## WHAT YOU NEED TO DO
Print, please, the line that contains "Practice step: put one dot on the candle" and each line after it to the end of the entries, unchanged and with nothing else.

## AVAILABLE DATA
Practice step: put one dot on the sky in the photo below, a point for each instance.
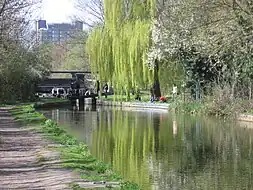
(57, 11)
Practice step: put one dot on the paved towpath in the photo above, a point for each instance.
(27, 163)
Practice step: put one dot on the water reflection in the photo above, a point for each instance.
(164, 151)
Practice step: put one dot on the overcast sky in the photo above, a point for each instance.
(56, 11)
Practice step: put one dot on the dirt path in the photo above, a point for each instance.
(27, 163)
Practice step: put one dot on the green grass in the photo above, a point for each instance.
(74, 155)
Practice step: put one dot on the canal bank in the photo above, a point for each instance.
(34, 146)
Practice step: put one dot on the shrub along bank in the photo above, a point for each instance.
(74, 155)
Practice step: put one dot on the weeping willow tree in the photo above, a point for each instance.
(118, 49)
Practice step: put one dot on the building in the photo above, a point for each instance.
(59, 32)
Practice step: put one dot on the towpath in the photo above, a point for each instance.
(26, 162)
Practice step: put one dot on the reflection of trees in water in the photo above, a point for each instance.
(203, 153)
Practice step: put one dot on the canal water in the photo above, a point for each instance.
(160, 150)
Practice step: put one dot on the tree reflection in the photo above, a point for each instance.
(174, 152)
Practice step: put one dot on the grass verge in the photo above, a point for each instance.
(74, 155)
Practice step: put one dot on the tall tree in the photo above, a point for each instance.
(118, 49)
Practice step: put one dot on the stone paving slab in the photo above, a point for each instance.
(20, 166)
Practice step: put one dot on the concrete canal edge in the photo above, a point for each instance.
(30, 160)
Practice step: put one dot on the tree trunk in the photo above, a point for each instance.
(250, 89)
(157, 90)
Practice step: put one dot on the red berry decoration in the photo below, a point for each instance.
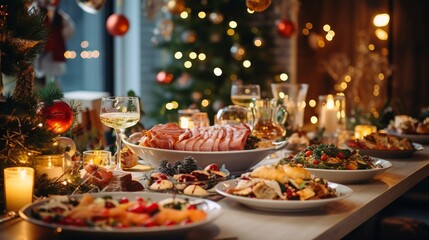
(58, 116)
(117, 24)
(164, 77)
(212, 167)
(286, 28)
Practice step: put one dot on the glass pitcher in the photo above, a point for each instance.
(270, 118)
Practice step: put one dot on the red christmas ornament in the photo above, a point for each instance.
(286, 28)
(117, 24)
(58, 116)
(164, 77)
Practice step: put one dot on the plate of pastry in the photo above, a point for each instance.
(384, 145)
(282, 188)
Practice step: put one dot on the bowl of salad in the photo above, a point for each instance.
(338, 165)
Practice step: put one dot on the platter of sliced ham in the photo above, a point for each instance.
(213, 144)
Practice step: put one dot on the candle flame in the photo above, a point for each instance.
(330, 102)
(23, 173)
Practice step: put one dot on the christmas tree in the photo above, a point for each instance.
(212, 44)
(31, 123)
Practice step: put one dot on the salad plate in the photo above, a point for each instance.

## ANSWER BELOW
Practice step: put one dot on the candle flame in the photo above, a point for each instance.
(330, 102)
(23, 173)
Practice step: put one dot on the christmas tree in the photo above, a point for each instance.
(212, 44)
(31, 123)
Practice step: put one dot on the salad plate in the photo above, a point for each instance.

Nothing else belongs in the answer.